Collect every line of the records below that contains the word "green", matching case exactly.

Source records:
====

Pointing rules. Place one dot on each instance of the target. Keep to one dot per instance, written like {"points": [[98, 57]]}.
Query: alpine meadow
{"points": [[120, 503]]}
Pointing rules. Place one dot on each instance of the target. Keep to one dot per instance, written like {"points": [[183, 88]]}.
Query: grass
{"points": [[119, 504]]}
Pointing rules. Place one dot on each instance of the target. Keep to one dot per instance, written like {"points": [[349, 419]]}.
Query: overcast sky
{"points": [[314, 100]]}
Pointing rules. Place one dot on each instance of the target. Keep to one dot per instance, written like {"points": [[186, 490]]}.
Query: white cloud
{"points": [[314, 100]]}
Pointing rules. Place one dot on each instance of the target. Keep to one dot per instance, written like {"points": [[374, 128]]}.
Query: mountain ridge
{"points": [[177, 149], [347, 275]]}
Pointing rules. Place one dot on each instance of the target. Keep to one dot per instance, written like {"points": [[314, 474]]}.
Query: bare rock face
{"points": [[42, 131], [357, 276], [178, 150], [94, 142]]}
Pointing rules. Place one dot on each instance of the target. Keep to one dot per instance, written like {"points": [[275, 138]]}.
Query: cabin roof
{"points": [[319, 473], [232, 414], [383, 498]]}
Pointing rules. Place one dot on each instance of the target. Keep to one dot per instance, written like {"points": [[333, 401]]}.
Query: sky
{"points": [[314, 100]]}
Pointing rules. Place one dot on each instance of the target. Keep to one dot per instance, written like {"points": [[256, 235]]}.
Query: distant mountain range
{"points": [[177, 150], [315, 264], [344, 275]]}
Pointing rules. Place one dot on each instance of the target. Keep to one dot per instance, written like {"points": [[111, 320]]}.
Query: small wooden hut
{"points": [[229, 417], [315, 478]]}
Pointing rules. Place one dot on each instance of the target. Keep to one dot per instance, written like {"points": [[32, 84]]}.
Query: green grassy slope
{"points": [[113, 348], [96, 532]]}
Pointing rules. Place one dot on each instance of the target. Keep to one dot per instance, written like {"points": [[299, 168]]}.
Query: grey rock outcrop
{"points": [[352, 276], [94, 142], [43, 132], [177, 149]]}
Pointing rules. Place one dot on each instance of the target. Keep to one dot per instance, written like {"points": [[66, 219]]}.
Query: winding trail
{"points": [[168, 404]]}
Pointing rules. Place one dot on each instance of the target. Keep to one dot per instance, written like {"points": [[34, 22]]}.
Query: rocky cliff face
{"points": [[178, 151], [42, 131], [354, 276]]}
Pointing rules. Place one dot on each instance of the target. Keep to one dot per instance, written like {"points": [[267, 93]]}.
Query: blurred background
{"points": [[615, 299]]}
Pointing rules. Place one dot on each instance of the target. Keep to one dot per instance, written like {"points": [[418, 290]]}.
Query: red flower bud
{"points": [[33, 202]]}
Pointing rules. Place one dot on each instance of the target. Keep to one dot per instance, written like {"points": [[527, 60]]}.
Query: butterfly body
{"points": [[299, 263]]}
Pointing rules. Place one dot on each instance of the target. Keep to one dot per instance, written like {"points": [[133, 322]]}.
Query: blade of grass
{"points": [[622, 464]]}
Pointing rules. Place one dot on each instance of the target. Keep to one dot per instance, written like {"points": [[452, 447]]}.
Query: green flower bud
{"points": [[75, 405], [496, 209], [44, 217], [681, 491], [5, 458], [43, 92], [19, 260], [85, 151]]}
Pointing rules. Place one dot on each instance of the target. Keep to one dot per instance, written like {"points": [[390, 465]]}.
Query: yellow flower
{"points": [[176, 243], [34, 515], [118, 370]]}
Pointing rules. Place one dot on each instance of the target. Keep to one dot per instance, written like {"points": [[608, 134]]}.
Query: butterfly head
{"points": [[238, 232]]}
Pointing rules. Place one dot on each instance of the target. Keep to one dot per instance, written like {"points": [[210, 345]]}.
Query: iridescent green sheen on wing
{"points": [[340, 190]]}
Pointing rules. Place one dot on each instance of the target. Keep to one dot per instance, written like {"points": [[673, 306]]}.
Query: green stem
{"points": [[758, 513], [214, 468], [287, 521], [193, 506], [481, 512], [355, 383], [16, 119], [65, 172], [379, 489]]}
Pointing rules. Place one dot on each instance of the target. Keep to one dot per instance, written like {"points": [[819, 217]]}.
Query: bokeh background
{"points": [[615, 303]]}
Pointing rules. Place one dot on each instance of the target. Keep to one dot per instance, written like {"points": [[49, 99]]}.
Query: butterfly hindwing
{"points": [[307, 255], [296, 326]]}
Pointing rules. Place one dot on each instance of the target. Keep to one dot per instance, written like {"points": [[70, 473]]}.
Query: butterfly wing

====

Answer for this exercise
Query: green grassy slope
Query: green flower bud
Query: iridescent green sheen on wing
Query: green stem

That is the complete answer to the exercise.